Gestellte Aufgaben:
a) Gegen wie viel Uhr flogen laut dem Bericht über Tillichs Besuch in Freital am Mittwochabend Glasflaschen auf Pro-Asyl-Aktivisten?
b) Führen Sie den Bericht über Tillichs Besuch in Freital im Anschluss an seinen letzten Satz weiter.

Bereitgestellter Text:
Er sei gekommen, um sich ein Bild zu machen, sagte Sachsens Ministerpräsident Stanislaw Tillich (CDU). Er ist gerade aus dem Wagen gestiegen und steht nun bei strahlendem Sonneschein vor dem Leonardo-Hotel, umringt von Dutzenden Kameras. Tillich spricht von einem „enormen Zustrom“ an Flüchtlingen, der auch andernorts in Deutschland und Europa eine große Herausforderung sei. „Völlig inakzeptabel sind aber Drohungen, Hetze und Gewalt gegen Bürgermeister und Landräte, die sich engagieren, für eine menschenwürdige Unterkunft zu sorgen“, sagte Tillich. Hier würden „Recht und Gesetz ihre volle Anwendung finden“. Laut Innenministerium hatte es zuvor Drohungen gegen Freitals Oberbürgermeister Klaus Mättig (CDU) gegeben.

Der Ministerpräsident verliert kein Wort über Asylbewerber, die im Verlauf der Woche täglich mit wütenden Protesten am Heim leben müssen, kein Wort über Vereine und Aktivisten, die sich seit Montagabend schützend vor den Eingang des ehemaligen Hotels stellen und mehrfach angegriffen wurden. Erst am Mittwochabend flogen aus dem asylkritischen Lager gegen 22.35 Uhr Glasflaschen auf Pro-Asyl-Aktivisten. Ein Aktivist erlitt dabei leichte Verletzungen. Einsatzkräfte der mit mehr als einer Hundertschaft anwesenden Polizei mussten die Pro-Demonstranten zum Bahnhof begleiten, um weitere Attacken zu verhindern.

Damit sich der Ministerpräsident nun ein Bild machen kann, will er in der Unterkunft auch mit den Asylbewerbern reden. Er wird in die erste Etage geführt, vorbei am Gebetsraum in Zimmer 232. Ein paar Türen weiter spricht er mit jungen Männern. „Ich habe sie nach ihrem jetzigen Befinden in der Unterkunft gefragt, aus welchem Land sie kommen und auf welchem Weg sie herkamen“, sagt er. Eigentlich war ein Gespräch mit einer Mutter und ihrem Kind geplant, die gerade erst in Freital angekommen sind. Nach nicht einmal fünf Minuten verlässt Tillich das Zimmer. Die Palästinenser und Syrer lächeln in die Kameras und machen Peace-Zeichen.

Datenelemente:
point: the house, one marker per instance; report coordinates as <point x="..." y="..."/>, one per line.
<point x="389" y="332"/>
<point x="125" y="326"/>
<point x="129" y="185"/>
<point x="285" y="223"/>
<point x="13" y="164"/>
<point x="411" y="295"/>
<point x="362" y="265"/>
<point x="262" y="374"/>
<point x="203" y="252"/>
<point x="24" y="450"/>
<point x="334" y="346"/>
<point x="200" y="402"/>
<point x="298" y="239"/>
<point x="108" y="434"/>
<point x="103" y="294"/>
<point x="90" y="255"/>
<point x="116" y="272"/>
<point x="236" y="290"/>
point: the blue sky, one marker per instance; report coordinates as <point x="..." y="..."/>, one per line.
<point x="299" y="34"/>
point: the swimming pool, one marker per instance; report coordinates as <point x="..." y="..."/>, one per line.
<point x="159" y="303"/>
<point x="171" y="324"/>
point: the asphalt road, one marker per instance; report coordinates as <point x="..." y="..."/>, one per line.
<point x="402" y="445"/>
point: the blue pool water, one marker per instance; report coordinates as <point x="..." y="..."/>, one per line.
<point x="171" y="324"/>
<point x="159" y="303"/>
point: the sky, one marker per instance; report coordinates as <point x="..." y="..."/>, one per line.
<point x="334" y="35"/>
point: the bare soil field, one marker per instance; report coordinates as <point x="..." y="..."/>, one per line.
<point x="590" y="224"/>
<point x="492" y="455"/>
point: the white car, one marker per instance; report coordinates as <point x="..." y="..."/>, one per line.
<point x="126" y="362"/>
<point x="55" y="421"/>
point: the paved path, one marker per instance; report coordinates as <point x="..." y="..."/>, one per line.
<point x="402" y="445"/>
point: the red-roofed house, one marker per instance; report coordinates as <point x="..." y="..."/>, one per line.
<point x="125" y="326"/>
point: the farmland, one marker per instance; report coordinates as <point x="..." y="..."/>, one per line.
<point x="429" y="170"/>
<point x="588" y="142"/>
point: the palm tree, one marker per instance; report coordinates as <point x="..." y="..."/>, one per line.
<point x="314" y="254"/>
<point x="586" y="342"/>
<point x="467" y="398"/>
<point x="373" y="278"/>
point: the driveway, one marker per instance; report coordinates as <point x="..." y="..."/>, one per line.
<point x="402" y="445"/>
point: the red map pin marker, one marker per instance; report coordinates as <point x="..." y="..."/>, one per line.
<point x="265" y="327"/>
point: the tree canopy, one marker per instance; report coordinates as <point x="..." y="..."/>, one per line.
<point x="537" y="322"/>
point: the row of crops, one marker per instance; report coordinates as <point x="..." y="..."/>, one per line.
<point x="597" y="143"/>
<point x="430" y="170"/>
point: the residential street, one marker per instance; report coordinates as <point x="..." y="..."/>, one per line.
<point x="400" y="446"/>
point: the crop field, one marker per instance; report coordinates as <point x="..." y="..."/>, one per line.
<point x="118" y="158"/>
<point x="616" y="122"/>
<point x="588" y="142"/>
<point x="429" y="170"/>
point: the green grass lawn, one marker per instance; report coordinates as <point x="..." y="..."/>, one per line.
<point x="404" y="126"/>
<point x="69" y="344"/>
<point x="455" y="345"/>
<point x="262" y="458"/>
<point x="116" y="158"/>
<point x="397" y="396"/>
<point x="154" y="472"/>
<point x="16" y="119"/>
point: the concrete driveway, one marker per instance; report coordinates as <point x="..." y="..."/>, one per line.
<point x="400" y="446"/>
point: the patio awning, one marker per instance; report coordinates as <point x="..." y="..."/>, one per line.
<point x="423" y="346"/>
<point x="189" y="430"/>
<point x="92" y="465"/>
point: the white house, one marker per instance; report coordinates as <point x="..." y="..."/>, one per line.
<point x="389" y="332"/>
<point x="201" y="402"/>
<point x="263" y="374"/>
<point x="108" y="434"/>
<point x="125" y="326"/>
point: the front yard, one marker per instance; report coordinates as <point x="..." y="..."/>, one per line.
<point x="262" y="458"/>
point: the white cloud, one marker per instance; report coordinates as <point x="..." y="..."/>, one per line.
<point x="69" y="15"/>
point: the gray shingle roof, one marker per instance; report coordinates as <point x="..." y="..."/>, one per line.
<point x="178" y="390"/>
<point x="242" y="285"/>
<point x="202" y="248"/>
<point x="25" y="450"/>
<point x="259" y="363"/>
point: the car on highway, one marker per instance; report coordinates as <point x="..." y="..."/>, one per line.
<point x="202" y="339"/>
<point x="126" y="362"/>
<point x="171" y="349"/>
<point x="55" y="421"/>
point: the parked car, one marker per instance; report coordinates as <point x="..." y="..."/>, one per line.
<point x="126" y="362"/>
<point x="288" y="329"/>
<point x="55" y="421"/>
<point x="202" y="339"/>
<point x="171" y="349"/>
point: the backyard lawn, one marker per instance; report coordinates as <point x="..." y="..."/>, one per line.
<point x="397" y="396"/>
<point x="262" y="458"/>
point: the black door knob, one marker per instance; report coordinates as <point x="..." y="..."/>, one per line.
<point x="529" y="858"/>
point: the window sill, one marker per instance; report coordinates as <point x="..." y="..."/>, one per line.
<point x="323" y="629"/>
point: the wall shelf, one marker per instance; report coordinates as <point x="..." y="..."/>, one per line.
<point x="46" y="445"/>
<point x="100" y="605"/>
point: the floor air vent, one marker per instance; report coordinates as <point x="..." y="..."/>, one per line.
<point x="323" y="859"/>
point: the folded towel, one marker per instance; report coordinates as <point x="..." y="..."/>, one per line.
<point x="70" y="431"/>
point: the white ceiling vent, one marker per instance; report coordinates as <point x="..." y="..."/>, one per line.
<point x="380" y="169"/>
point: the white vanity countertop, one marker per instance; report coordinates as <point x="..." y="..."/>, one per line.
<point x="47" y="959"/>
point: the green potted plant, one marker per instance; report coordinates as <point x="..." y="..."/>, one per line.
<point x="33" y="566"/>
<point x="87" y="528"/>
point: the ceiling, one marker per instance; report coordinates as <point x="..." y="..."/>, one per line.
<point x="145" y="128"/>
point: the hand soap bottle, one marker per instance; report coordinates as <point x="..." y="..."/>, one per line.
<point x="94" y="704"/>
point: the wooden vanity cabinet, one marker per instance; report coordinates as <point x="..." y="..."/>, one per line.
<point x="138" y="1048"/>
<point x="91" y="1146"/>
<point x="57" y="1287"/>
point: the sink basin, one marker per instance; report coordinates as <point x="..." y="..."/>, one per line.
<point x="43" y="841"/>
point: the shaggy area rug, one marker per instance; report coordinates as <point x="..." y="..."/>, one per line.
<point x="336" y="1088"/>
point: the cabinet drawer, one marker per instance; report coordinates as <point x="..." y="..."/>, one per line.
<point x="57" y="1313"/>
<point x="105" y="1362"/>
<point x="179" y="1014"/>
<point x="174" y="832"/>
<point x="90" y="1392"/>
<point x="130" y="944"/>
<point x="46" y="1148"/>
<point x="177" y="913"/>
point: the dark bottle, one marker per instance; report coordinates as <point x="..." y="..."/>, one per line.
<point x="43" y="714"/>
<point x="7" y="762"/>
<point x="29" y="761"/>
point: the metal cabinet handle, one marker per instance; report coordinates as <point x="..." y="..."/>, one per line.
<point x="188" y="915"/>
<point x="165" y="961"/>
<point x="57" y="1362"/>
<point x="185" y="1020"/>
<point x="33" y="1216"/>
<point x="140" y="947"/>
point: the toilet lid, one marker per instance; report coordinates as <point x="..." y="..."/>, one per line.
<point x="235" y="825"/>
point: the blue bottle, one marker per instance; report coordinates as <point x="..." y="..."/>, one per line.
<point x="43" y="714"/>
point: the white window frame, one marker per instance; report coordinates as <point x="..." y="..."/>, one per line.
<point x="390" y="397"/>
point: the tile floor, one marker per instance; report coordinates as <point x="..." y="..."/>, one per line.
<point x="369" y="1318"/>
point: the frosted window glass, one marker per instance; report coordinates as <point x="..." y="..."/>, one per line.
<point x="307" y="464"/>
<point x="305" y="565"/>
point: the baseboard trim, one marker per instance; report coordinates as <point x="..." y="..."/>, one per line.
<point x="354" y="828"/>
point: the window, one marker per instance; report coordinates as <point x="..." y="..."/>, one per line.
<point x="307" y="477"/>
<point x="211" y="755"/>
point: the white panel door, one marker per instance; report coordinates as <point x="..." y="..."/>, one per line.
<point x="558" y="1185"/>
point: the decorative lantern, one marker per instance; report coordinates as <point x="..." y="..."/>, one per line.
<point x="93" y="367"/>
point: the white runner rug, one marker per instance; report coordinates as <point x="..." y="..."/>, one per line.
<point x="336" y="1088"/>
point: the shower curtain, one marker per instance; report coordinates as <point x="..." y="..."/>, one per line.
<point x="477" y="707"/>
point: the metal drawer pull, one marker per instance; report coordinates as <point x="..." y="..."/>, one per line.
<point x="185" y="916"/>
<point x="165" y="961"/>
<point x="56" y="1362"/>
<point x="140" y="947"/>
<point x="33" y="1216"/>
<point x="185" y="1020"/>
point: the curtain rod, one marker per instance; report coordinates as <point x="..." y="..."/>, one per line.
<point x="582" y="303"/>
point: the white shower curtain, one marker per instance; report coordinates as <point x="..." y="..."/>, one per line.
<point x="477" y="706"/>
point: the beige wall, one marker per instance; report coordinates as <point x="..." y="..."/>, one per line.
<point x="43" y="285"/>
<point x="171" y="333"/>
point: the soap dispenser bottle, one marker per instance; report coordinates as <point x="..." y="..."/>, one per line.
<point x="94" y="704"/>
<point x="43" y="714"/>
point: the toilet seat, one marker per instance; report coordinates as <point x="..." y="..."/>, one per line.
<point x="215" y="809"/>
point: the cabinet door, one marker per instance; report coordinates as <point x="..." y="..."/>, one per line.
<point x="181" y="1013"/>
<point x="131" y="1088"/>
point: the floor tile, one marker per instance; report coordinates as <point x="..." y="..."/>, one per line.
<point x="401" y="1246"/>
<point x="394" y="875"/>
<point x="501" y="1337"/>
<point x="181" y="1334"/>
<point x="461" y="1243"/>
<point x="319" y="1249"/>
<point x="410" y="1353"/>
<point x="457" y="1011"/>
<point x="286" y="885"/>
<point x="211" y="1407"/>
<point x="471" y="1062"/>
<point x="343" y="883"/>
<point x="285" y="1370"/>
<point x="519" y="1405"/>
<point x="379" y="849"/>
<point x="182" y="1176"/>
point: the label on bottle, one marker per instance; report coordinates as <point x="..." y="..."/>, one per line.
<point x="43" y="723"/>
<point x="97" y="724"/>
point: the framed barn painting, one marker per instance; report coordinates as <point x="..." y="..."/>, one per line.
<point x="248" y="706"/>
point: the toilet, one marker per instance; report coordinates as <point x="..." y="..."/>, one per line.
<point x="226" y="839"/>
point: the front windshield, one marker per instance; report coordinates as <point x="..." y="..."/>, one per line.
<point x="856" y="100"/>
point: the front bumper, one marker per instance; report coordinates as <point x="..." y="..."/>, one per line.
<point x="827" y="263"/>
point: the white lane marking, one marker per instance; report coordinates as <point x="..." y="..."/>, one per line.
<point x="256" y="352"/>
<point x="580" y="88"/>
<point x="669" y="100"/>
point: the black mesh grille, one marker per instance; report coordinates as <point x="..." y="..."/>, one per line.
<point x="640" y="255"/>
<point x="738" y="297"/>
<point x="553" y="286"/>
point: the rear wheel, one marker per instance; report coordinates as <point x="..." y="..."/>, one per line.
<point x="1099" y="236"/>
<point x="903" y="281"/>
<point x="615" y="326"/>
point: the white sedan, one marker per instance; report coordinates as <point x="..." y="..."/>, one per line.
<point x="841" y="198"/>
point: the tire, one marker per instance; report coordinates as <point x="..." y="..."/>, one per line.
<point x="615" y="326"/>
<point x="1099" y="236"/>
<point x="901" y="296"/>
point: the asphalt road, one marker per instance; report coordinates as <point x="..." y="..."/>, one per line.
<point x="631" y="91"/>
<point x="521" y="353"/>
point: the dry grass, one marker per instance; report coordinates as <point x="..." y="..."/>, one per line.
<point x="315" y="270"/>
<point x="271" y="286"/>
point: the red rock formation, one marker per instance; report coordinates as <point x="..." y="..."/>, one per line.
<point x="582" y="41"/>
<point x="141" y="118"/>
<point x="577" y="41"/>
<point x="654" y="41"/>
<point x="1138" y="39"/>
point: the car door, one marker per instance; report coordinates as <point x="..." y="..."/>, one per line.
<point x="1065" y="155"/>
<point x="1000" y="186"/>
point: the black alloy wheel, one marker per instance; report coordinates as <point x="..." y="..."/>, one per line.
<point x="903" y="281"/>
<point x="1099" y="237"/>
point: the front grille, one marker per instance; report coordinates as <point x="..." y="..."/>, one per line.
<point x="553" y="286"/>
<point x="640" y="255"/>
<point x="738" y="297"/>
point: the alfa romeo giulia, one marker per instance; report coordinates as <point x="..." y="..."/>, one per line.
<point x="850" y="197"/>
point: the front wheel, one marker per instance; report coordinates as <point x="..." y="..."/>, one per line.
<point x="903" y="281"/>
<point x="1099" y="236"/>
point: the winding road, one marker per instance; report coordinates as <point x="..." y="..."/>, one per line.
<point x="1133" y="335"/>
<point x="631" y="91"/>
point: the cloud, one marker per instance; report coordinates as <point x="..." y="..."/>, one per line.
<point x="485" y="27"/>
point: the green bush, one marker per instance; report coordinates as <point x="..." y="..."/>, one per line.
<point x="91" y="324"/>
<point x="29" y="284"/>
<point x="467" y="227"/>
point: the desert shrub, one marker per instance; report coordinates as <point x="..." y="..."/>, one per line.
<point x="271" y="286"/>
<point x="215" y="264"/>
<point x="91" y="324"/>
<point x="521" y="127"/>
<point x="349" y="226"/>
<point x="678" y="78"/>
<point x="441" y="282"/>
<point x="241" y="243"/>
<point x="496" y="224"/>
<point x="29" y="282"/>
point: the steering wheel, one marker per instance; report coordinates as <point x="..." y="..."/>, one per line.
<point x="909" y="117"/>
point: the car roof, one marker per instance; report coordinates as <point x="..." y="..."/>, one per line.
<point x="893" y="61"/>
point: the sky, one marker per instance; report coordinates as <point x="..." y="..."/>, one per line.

Endgültige Antworten:
a) Gegen 22.35 Uhr.

b)
Der Ministerpräsident zieht sich derweil in den Keller zurück. Hinter verschlossenen Türen will er mit den verantwortlichen Kommunalpolitikern und dem Heimleiter „über die Situation“ sprechen, zehn Minuten sind dafür eingeplant. Landrat Michael Geisler (CDU), Freitals Oberbürgermeister, der erste Bürgermeister Mirko Kretschmer-Schöppan (parteilos) und Stadträte – alle sind gekommen.

Mittlerweile beobachten einige Bewohner der Asylunterkunft das Treiben, sie sitzen mit Stühlen im Hof und stehen am Fester, rauchen, trinken Tee. Ein paar Kinder spielen Fange. „Ich fühle mich hier wohl“, sagt ein Flüchtling aus Afghanistan auf Englisch. Seit drei Tagen wohne er in Freital. Der junge Mann sei Protest gewöhnt. „Für mich ist das normal, uns Flüchtlingen ist das vorher schon passiert.“ Er hat in Afghanistan für das amerikanische Militär gedient. „Ich kann nicht zurück, die Terroristen haben mein Foto.“ Schon mehrmals sei er angegriffen worden.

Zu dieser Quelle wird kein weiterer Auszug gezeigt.